START

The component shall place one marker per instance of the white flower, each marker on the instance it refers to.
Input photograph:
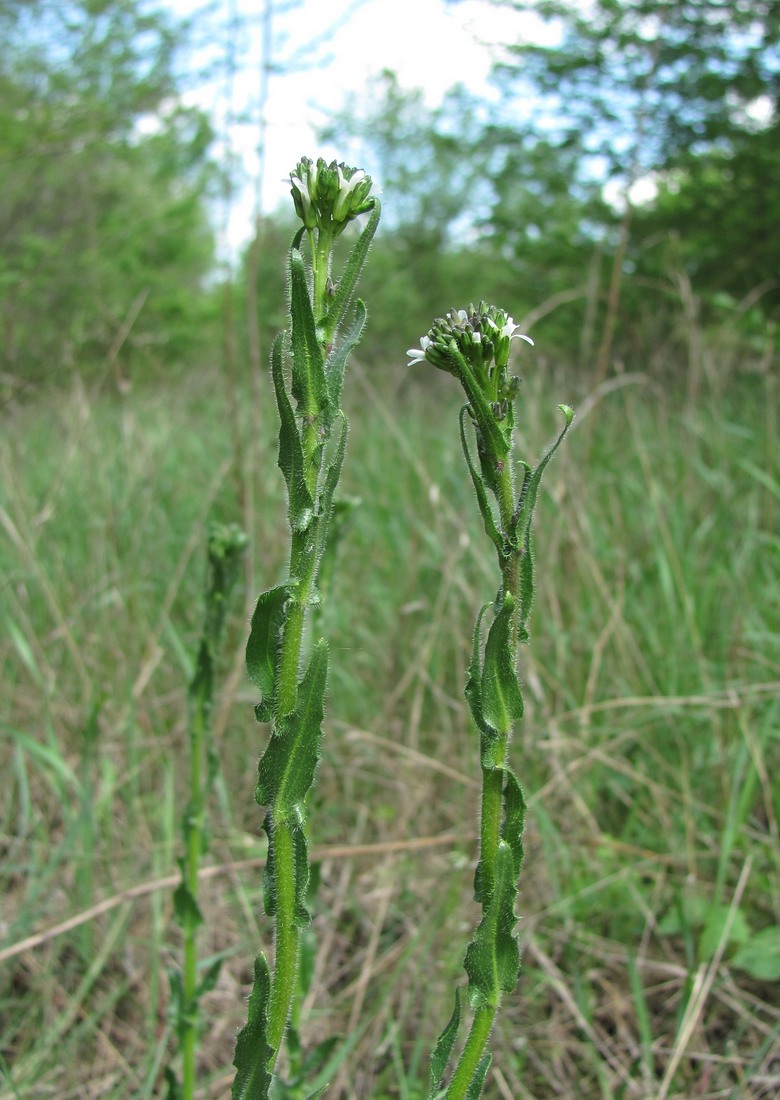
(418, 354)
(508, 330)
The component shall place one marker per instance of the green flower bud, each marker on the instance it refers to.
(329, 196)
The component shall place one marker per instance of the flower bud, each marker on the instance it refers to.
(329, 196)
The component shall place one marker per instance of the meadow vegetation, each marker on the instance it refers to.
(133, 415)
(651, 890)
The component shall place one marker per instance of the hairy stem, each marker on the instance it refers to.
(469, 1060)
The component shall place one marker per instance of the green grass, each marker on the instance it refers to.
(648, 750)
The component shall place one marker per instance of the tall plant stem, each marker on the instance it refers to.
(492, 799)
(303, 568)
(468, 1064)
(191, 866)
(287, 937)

END
START

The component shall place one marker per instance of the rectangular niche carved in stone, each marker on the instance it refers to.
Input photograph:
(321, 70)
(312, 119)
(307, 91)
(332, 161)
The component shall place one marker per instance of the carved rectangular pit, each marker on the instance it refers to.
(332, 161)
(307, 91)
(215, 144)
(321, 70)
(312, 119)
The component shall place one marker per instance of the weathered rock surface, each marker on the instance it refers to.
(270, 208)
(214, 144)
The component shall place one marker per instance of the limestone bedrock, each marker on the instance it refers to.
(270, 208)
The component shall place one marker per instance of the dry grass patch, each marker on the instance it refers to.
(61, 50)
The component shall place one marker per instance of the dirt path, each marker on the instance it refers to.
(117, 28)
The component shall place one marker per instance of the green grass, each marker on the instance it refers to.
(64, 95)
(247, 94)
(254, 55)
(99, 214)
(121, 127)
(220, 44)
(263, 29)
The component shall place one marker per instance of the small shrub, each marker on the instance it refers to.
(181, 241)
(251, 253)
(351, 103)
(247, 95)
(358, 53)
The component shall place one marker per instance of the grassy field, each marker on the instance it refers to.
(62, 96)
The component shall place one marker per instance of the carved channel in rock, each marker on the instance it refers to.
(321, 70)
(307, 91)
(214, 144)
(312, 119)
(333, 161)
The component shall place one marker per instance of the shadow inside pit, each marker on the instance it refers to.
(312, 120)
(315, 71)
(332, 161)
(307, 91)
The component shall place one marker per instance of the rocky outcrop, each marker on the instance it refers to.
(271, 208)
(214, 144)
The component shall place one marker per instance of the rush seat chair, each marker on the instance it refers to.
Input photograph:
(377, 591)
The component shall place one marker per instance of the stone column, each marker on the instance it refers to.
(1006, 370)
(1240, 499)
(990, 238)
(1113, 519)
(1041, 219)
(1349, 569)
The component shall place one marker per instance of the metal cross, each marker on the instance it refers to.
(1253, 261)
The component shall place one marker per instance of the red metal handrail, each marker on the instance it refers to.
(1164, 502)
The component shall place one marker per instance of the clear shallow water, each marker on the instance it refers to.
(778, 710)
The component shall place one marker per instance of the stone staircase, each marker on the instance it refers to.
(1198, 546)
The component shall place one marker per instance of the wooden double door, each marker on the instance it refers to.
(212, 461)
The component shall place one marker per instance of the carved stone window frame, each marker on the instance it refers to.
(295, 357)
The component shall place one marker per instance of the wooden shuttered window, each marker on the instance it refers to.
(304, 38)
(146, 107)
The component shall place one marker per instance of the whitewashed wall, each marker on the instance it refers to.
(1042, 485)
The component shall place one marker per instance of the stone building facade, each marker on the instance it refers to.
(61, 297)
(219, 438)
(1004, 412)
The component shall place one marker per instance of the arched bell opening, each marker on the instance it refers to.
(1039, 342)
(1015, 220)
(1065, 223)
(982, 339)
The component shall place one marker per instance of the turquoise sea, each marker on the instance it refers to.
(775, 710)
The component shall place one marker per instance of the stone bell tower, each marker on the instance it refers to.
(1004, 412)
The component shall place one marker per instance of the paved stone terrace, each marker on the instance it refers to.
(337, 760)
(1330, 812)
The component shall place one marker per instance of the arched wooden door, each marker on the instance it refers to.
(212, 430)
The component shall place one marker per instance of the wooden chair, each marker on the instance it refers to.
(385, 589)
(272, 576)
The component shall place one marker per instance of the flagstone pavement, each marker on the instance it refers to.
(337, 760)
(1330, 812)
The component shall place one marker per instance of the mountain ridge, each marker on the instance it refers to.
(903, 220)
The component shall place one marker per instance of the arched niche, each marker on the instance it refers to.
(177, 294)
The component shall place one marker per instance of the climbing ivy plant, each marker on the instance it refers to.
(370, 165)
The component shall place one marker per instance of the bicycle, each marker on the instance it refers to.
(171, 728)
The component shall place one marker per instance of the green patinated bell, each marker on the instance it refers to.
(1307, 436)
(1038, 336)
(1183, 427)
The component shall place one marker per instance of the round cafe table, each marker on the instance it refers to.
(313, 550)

END

#### [Exercise directions]
Please convert the lines of items beginning with the line that contains "stone column, each" and ending with the line that contains "(1198, 546)" into a JSON list of strings, one string per line, with blank lines left out.

#### [The completed task]
[
  "The component shall place one marker per instance of the stone column, each marker on the instance it refers to.",
  "(1006, 370)",
  "(1240, 499)",
  "(990, 238)",
  "(1113, 519)",
  "(1041, 219)",
  "(1349, 569)",
  "The component shall place one marker per instance of the metal cross, each marker on the instance it refers to.",
  "(1253, 261)",
  "The component shall place one marker per instance of the red metal handrail, each marker on the instance it refers to.",
  "(1164, 502)",
  "The component shall place one marker per instance of the clear shallow water, each marker on the instance it refers to.",
  "(778, 710)",
  "The component shall place one marker per instance of the stone staircase, each marker on the instance it refers to.",
  "(1198, 546)"
]